=== RECORD EXTRACTS ===
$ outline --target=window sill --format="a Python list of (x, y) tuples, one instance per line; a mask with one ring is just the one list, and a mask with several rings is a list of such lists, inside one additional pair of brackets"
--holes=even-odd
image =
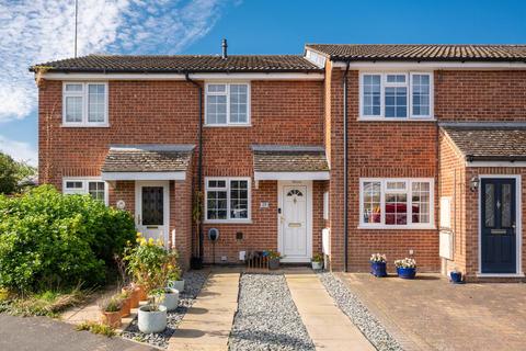
[(228, 127), (235, 127), (235, 128), (247, 128), (251, 127), (252, 124), (203, 124), (205, 128), (228, 128)]
[(436, 122), (435, 117), (364, 117), (358, 116), (358, 122)]
[(203, 224), (252, 224), (252, 219), (205, 219)]
[(365, 226), (359, 225), (357, 229), (370, 229), (370, 230), (436, 230), (435, 226)]
[(62, 128), (108, 128), (110, 124), (60, 124)]

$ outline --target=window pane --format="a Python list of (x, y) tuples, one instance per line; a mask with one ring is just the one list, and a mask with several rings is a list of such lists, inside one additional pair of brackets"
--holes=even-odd
[(89, 182), (88, 192), (91, 197), (100, 201), (104, 201), (104, 182)]
[(407, 117), (408, 89), (405, 87), (386, 88), (386, 117)]
[(248, 86), (230, 84), (230, 123), (247, 123)]
[(413, 115), (430, 115), (430, 76), (413, 75), (412, 76), (412, 98), (413, 98)]
[(362, 102), (364, 115), (380, 115), (380, 75), (364, 76), (364, 100)]
[(206, 123), (227, 123), (227, 95), (208, 95), (206, 100)]
[(88, 84), (88, 122), (104, 122), (105, 89), (104, 84)]
[(493, 184), (484, 185), (484, 215), (485, 215), (485, 226), (494, 227), (495, 226), (495, 186)]
[(249, 217), (249, 182), (230, 181), (230, 218), (247, 219)]
[(207, 192), (207, 219), (227, 219), (227, 192)]
[(411, 206), (413, 223), (430, 223), (431, 190), (428, 182), (413, 182)]
[(68, 92), (82, 92), (82, 84), (66, 84)]
[(82, 98), (66, 97), (66, 122), (82, 122)]
[(362, 194), (363, 199), (363, 216), (364, 223), (381, 222), (381, 184), (380, 182), (364, 182)]

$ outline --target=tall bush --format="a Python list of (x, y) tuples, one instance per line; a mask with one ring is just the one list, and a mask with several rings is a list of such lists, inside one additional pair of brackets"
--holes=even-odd
[(104, 283), (105, 267), (135, 238), (127, 212), (50, 185), (0, 196), (0, 286), (21, 292)]

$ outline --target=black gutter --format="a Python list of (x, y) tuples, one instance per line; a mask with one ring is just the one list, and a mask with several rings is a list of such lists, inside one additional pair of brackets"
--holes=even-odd
[[(197, 90), (199, 92), (199, 128), (197, 132), (197, 138), (198, 138), (198, 157), (197, 157), (197, 191), (199, 194), (203, 191), (203, 87), (197, 83), (195, 80), (192, 80), (190, 78), (190, 72), (185, 72), (185, 78), (187, 82), (191, 82), (195, 87), (197, 87)], [(203, 211), (201, 212), (201, 220), (199, 220), (199, 228), (198, 228), (198, 236), (199, 236), (199, 252), (198, 252), (198, 260), (199, 262), (197, 265), (203, 264), (203, 257), (204, 257), (204, 250), (203, 250), (203, 241), (204, 241), (204, 235), (203, 235)]]
[(347, 73), (350, 61), (345, 67), (345, 73), (343, 73), (343, 271), (347, 272), (348, 262), (348, 174), (347, 174)]

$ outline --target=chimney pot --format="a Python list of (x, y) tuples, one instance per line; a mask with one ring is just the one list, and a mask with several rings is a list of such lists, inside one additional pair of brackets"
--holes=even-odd
[(228, 55), (227, 55), (227, 48), (228, 48), (227, 39), (224, 38), (224, 39), (221, 41), (221, 49), (222, 49), (221, 58), (222, 58), (222, 59), (226, 59), (226, 58), (228, 57)]

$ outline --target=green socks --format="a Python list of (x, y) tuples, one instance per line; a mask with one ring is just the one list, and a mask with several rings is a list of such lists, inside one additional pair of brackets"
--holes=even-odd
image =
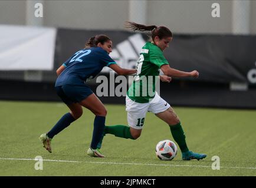
[(114, 125), (105, 126), (104, 133), (114, 135), (117, 137), (134, 140), (130, 132), (130, 127), (124, 125)]
[(180, 123), (175, 125), (169, 125), (172, 135), (174, 140), (177, 142), (182, 153), (188, 152), (188, 148), (186, 146), (184, 132)]

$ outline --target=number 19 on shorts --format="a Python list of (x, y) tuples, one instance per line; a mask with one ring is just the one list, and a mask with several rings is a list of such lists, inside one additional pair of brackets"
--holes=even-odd
[(145, 118), (137, 119), (138, 122), (137, 122), (137, 123), (136, 125), (136, 126), (138, 126), (138, 127), (142, 127), (142, 126), (143, 126), (143, 124), (144, 124), (144, 120), (145, 119)]

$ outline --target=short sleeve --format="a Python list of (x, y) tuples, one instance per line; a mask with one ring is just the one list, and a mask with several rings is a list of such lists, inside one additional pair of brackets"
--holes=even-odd
[(113, 59), (111, 58), (107, 53), (104, 53), (102, 56), (101, 61), (104, 63), (104, 66), (109, 66), (111, 64), (116, 64), (116, 62), (113, 60)]
[(149, 50), (149, 61), (159, 68), (162, 65), (169, 65), (168, 61), (163, 55), (163, 52), (157, 46)]
[(63, 64), (62, 64), (62, 65), (63, 65), (65, 67), (67, 67), (67, 66), (68, 66), (68, 63), (70, 62), (70, 61), (71, 59), (71, 58), (73, 58), (73, 56), (72, 56), (71, 57), (69, 58), (68, 59), (68, 60), (67, 60), (65, 62), (63, 63)]

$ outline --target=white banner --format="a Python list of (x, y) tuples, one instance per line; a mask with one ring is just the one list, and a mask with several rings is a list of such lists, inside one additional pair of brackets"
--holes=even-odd
[(56, 29), (0, 25), (0, 70), (51, 70)]

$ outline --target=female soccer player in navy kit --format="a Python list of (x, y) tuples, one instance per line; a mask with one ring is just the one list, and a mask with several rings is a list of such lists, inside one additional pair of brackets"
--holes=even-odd
[(52, 152), (51, 139), (81, 117), (83, 106), (90, 110), (96, 116), (93, 138), (87, 155), (104, 157), (97, 148), (97, 145), (105, 127), (107, 110), (86, 85), (86, 82), (94, 78), (106, 66), (119, 75), (126, 75), (136, 72), (135, 69), (122, 69), (118, 66), (109, 55), (111, 51), (112, 42), (110, 39), (106, 35), (96, 35), (89, 39), (84, 49), (75, 53), (57, 70), (58, 76), (55, 85), (57, 93), (71, 112), (65, 114), (47, 133), (40, 136), (40, 139), (44, 147), (50, 153)]

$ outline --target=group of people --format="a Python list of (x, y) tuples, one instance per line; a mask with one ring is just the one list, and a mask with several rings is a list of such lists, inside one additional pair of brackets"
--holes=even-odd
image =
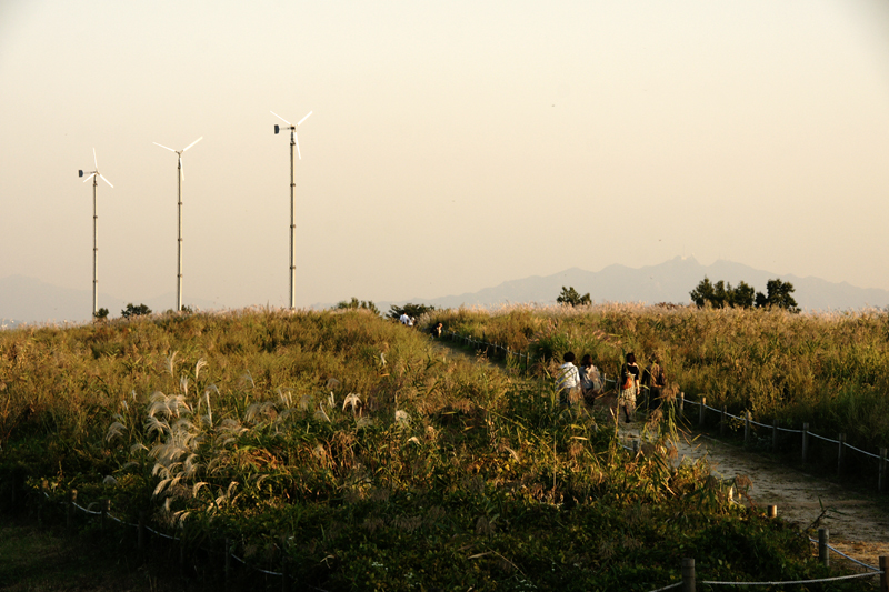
===
■ **WHAT IS ASKED**
Take the line containing "outline --target=group of" through the last line of the material and retype exactly those lines, both ends included, with no pictures.

■ **OUTPUT**
$ outline --target=group of people --format="a Python list of (x, y) tuples, one instance per line; a mask with one ring is just the one list, and a mask with several rings is a list of such lists, inside one additional pair of brackets"
--holes=even-odd
image =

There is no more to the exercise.